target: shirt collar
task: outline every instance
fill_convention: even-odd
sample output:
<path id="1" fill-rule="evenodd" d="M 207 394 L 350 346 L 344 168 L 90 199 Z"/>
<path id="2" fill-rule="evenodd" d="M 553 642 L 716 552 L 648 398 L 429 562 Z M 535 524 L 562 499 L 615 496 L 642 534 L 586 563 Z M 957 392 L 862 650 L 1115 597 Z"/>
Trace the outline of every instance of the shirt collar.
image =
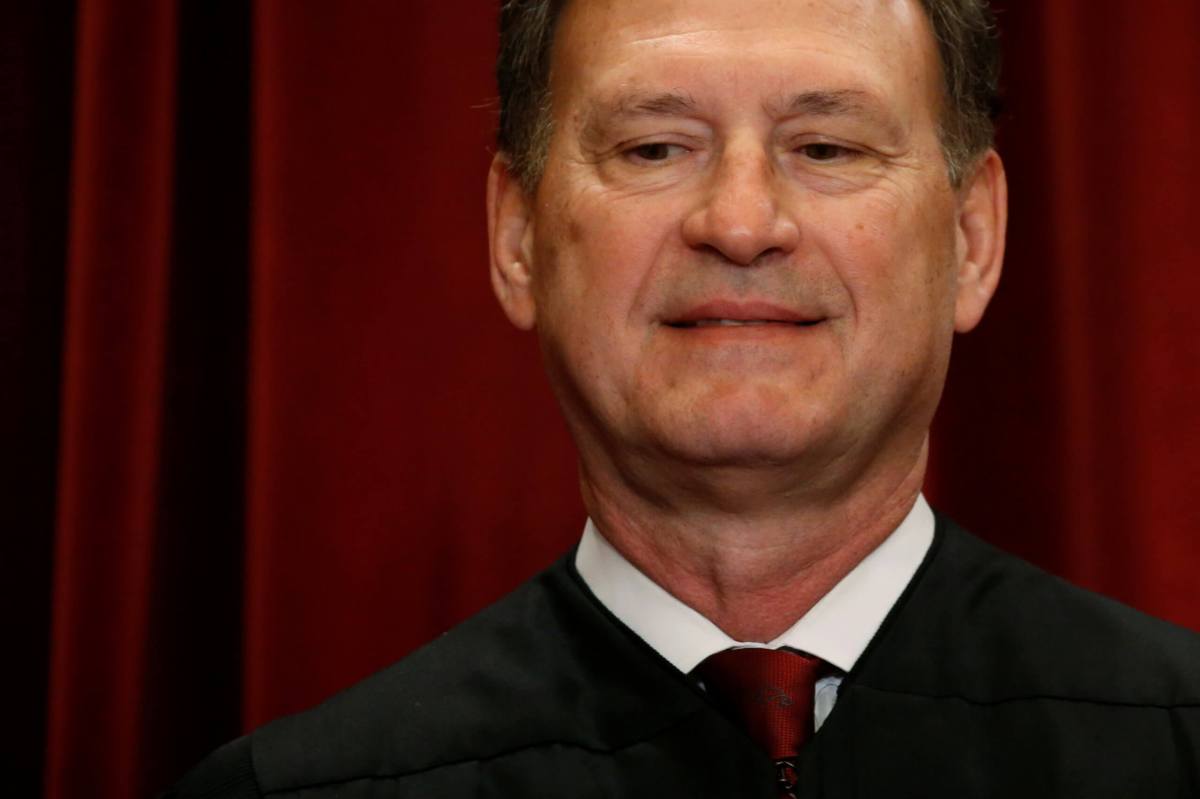
<path id="1" fill-rule="evenodd" d="M 608 610 L 682 672 L 731 647 L 800 649 L 850 671 L 917 572 L 933 543 L 924 496 L 892 533 L 786 632 L 762 643 L 735 641 L 667 593 L 613 548 L 588 519 L 575 568 Z"/>

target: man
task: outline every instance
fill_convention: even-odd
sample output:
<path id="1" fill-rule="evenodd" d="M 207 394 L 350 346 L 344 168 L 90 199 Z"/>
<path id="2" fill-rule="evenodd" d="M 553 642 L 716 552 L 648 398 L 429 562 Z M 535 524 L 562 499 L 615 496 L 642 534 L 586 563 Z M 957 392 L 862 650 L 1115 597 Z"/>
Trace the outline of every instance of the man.
<path id="1" fill-rule="evenodd" d="M 178 796 L 1200 795 L 1200 643 L 936 517 L 1003 255 L 977 0 L 514 0 L 492 281 L 576 552 Z"/>

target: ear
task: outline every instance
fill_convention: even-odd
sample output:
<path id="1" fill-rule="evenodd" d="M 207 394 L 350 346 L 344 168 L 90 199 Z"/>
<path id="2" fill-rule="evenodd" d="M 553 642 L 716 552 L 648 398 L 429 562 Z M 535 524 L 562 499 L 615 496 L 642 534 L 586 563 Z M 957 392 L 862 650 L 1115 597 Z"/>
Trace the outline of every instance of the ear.
<path id="1" fill-rule="evenodd" d="M 1004 262 L 1008 180 L 995 150 L 988 150 L 980 159 L 967 185 L 959 191 L 954 329 L 966 333 L 983 318 L 984 309 L 996 293 Z"/>
<path id="2" fill-rule="evenodd" d="M 537 319 L 533 301 L 533 226 L 530 201 L 508 168 L 508 157 L 497 153 L 488 171 L 488 242 L 492 259 L 492 289 L 509 320 L 522 330 Z"/>

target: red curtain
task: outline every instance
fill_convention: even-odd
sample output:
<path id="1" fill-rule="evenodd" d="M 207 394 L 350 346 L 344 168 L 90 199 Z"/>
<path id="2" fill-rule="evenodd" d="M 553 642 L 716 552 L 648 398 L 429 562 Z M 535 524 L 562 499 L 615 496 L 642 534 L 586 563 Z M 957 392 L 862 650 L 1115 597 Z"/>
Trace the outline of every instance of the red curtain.
<path id="1" fill-rule="evenodd" d="M 959 342 L 929 491 L 1200 629 L 1200 6 L 998 5 L 1009 257 Z M 536 344 L 487 280 L 495 8 L 69 16 L 61 354 L 54 315 L 15 317 L 61 372 L 18 388 L 53 387 L 59 444 L 52 487 L 12 502 L 54 536 L 52 577 L 18 582 L 30 612 L 50 597 L 49 654 L 44 632 L 20 643 L 48 661 L 28 759 L 54 799 L 161 789 L 500 596 L 583 523 Z M 55 268 L 28 252 L 13 274 Z"/>
<path id="2" fill-rule="evenodd" d="M 139 787 L 176 24 L 172 4 L 142 6 L 80 8 L 52 610 L 52 796 L 83 795 L 85 780 L 113 796 Z"/>
<path id="3" fill-rule="evenodd" d="M 495 14 L 275 0 L 254 22 L 247 726 L 444 631 L 583 524 L 535 343 L 487 278 Z"/>
<path id="4" fill-rule="evenodd" d="M 1200 4 L 1011 0 L 1005 275 L 964 337 L 933 494 L 1200 629 Z"/>

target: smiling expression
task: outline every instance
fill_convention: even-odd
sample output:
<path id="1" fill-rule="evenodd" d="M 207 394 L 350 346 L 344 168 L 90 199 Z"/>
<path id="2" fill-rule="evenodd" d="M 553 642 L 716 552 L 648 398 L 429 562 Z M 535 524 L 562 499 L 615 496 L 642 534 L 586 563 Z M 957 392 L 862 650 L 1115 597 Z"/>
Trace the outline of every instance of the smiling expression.
<path id="1" fill-rule="evenodd" d="M 817 474 L 918 447 L 963 247 L 915 1 L 563 13 L 527 309 L 506 307 L 538 330 L 585 467 Z"/>

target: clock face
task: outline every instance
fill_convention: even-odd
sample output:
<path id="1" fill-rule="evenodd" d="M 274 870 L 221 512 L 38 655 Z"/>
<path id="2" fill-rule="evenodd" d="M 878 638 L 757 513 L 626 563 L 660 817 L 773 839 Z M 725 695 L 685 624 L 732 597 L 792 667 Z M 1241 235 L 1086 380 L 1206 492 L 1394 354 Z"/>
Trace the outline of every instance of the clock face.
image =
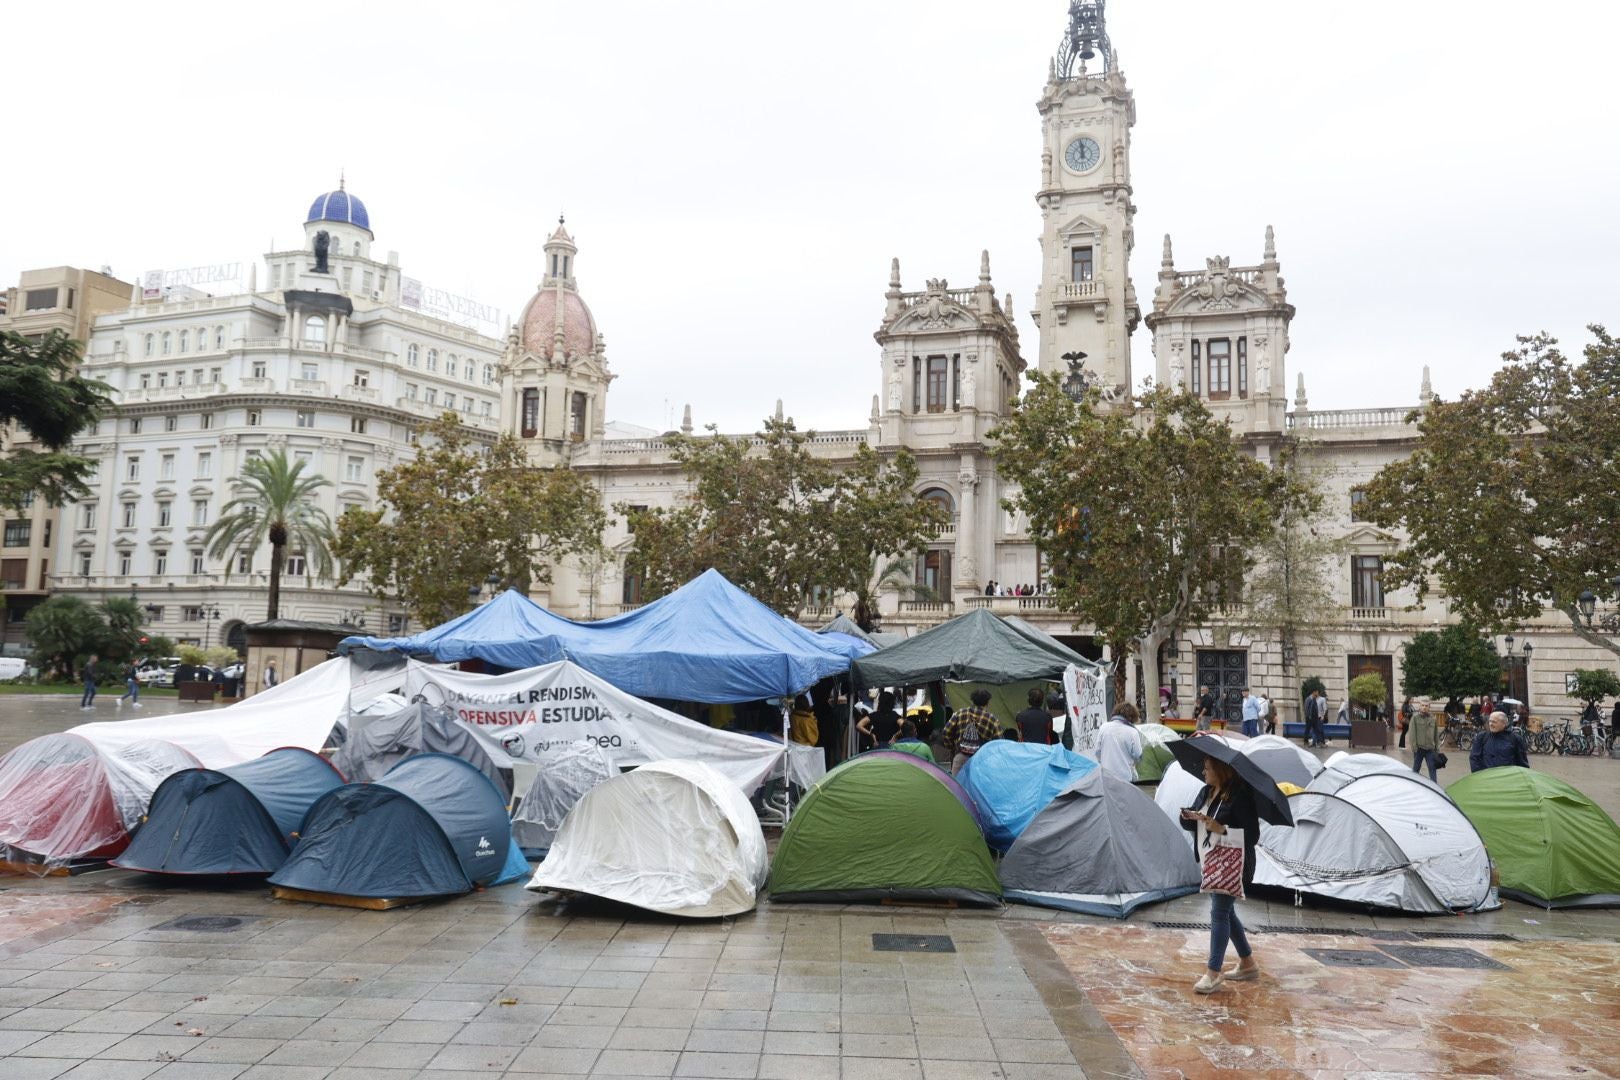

================================

PROMPT —
A verbatim copy of the records above, without pictures, is required.

EXERCISE RESULT —
target: shirt collar
task: outline every instance
fill_convention: even-odd
sample output:
<path id="1" fill-rule="evenodd" d="M 207 394 L 350 346 L 344 168 L 90 199 Z"/>
<path id="2" fill-rule="evenodd" d="M 553 642 L 716 552 L 648 398 L 429 562 Z M 535 524 L 562 499 L 615 496 L 642 534 L 586 563 Z M 957 392 L 862 650 L 1115 597 Z"/>
Trace the outline of every instance of the shirt collar.
image =
<path id="1" fill-rule="evenodd" d="M 608 610 L 682 672 L 731 647 L 800 649 L 850 671 L 917 572 L 933 543 L 924 496 L 892 533 L 786 632 L 762 643 L 735 641 L 667 593 L 613 548 L 588 519 L 575 568 Z"/>

target: man
task: outline every instance
fill_convention: even-odd
sample output:
<path id="1" fill-rule="evenodd" d="M 207 394 L 350 346 L 344 168 L 90 199 Z"/>
<path id="2" fill-rule="evenodd" d="M 553 642 L 716 552 L 648 398 L 429 562 Z M 535 524 L 562 499 L 615 496 L 642 534 L 586 563 Z M 957 392 L 862 650 L 1115 597 Z"/>
Trace the outline of every instance of the man.
<path id="1" fill-rule="evenodd" d="M 178 796 L 1200 795 L 1200 643 L 936 517 L 1003 255 L 977 0 L 514 0 L 492 281 L 576 552 Z"/>

target: ear
task: outline every instance
fill_convention: even-odd
sample output:
<path id="1" fill-rule="evenodd" d="M 207 394 L 350 346 L 344 168 L 90 199 Z"/>
<path id="2" fill-rule="evenodd" d="M 553 642 L 716 552 L 648 398 L 429 562 Z M 535 524 L 562 499 L 615 496 L 642 534 L 586 563 Z M 957 392 L 862 650 L 1115 597 Z"/>
Trace the outline of every instance of the ear.
<path id="1" fill-rule="evenodd" d="M 1004 262 L 1008 180 L 995 150 L 988 150 L 980 159 L 967 185 L 959 191 L 954 329 L 966 333 L 983 318 L 984 309 L 996 293 Z"/>
<path id="2" fill-rule="evenodd" d="M 537 319 L 533 301 L 533 226 L 530 201 L 508 168 L 508 157 L 497 153 L 488 171 L 488 242 L 492 259 L 492 289 L 509 320 L 522 330 Z"/>

target: red curtain
task: outline every instance
fill_convention: even-odd
sample output:
<path id="1" fill-rule="evenodd" d="M 207 394 L 350 346 L 344 168 L 90 199 Z"/>
<path id="2" fill-rule="evenodd" d="M 553 642 L 716 552 L 648 398 L 429 562 Z M 535 524 L 562 499 L 615 496 L 642 534 L 586 563 Z M 957 392 L 862 650 L 1115 597 Z"/>
Trace the outline of every instance of the red curtain.
<path id="1" fill-rule="evenodd" d="M 959 342 L 929 491 L 1200 629 L 1200 6 L 998 5 L 1009 257 Z M 536 344 L 487 280 L 495 8 L 69 16 L 61 354 L 54 315 L 15 317 L 61 372 L 18 388 L 53 387 L 59 444 L 52 487 L 12 502 L 54 536 L 52 577 L 18 582 L 30 612 L 50 597 L 49 654 L 44 632 L 20 643 L 48 661 L 28 759 L 54 799 L 161 789 L 500 596 L 583 523 Z M 55 268 L 28 252 L 13 274 Z"/>
<path id="2" fill-rule="evenodd" d="M 139 787 L 176 24 L 172 4 L 142 6 L 80 8 L 52 610 L 52 796 L 83 795 L 85 780 L 113 796 Z"/>
<path id="3" fill-rule="evenodd" d="M 495 14 L 275 0 L 254 22 L 247 726 L 444 631 L 583 524 L 535 343 L 487 278 Z"/>
<path id="4" fill-rule="evenodd" d="M 1200 4 L 1011 0 L 1005 275 L 964 337 L 933 494 L 1200 629 Z"/>

target: smiling expression
task: outline every instance
fill_convention: even-odd
sample output:
<path id="1" fill-rule="evenodd" d="M 207 394 L 350 346 L 344 168 L 90 199 Z"/>
<path id="2" fill-rule="evenodd" d="M 553 642 L 716 552 L 648 398 L 429 562 Z M 535 524 L 562 499 L 615 496 L 642 534 L 586 563 Z M 957 392 L 862 650 L 1115 597 Z"/>
Trace the outline of every instance of the smiling expression.
<path id="1" fill-rule="evenodd" d="M 817 474 L 918 447 L 963 247 L 915 1 L 563 13 L 527 309 L 506 307 L 538 330 L 585 467 Z"/>

target: clock face
task: outline every instance
fill_convention: even-odd
sample output:
<path id="1" fill-rule="evenodd" d="M 274 870 L 221 512 L 38 655 Z"/>
<path id="2" fill-rule="evenodd" d="M 878 638 L 757 513 L 626 563 L 660 817 L 773 839 Z M 725 695 L 685 624 L 732 597 L 792 667 Z M 1241 235 L 1086 380 L 1206 492 L 1394 354 Z"/>
Trace the outline of every instance of the clock face.
image =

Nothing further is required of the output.